| Work required |
Using the entries below, quote exactly the span of lines that begins with the line containing "Could you point to the stone" and ends with the final line.

[START]

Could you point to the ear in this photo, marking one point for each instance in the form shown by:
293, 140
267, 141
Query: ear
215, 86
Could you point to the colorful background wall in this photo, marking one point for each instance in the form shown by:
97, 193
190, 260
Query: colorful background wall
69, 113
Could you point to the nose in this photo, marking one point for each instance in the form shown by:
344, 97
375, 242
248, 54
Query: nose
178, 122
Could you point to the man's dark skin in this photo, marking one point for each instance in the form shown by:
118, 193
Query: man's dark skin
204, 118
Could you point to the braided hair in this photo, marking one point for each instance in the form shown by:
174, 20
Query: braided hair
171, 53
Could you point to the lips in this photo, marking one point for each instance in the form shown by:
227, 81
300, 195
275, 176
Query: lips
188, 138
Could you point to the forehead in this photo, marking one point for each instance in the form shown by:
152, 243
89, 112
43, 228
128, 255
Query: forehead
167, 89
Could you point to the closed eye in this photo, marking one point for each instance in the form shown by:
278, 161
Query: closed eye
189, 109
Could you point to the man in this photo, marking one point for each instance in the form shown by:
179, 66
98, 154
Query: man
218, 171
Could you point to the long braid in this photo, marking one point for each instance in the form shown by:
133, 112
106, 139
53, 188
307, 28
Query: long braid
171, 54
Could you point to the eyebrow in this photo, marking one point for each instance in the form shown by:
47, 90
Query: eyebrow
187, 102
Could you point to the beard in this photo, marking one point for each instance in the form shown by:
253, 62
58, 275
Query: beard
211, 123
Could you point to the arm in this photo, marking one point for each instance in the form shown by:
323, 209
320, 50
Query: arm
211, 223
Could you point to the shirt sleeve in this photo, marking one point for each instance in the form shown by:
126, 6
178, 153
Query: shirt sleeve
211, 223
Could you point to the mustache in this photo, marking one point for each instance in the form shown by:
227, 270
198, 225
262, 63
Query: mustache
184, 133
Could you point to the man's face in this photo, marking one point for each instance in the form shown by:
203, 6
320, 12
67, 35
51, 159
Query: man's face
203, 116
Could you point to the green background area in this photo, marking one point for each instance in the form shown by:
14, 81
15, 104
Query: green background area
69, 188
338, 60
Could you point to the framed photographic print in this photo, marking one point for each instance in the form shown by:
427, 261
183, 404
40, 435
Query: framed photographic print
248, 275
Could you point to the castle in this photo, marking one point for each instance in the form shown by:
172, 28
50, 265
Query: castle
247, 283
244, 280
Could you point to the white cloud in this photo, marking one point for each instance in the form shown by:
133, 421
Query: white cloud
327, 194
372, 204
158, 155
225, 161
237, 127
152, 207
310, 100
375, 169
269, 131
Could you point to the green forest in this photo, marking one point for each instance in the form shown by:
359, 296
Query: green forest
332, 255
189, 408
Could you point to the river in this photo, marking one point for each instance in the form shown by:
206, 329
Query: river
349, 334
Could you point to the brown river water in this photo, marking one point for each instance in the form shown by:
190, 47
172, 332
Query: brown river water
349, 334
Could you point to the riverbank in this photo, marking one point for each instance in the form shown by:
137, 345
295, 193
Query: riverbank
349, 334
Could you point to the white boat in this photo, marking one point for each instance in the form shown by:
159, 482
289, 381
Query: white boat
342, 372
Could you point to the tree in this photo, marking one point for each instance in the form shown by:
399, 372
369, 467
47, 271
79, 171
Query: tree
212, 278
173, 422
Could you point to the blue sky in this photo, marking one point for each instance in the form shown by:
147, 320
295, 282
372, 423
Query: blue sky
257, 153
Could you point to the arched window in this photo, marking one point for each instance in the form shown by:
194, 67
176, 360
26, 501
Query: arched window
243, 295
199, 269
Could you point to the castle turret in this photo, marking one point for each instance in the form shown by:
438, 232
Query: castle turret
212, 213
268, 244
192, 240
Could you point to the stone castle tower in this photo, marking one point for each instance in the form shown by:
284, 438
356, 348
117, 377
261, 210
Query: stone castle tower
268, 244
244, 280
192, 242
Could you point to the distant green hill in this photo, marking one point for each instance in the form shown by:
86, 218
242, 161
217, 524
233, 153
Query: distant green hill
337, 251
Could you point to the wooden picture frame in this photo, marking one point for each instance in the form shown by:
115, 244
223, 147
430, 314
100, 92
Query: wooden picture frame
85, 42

[END]

| Result below |
Could you point to the stone castle tower in this photo, marking one point for each instance in the form shown by:
284, 438
356, 348
117, 377
261, 210
Query: stone castle tower
268, 244
244, 280
192, 242
Could you point to the distant green hill in this photo, marking one point for each instance in the form shown by:
86, 218
242, 161
217, 524
233, 153
Query: distant green hill
337, 251
Could you point to the wooden picture frame in this photo, marking one point for each instance in the form shown by:
115, 244
223, 147
430, 314
100, 92
Query: wooden picture frame
85, 42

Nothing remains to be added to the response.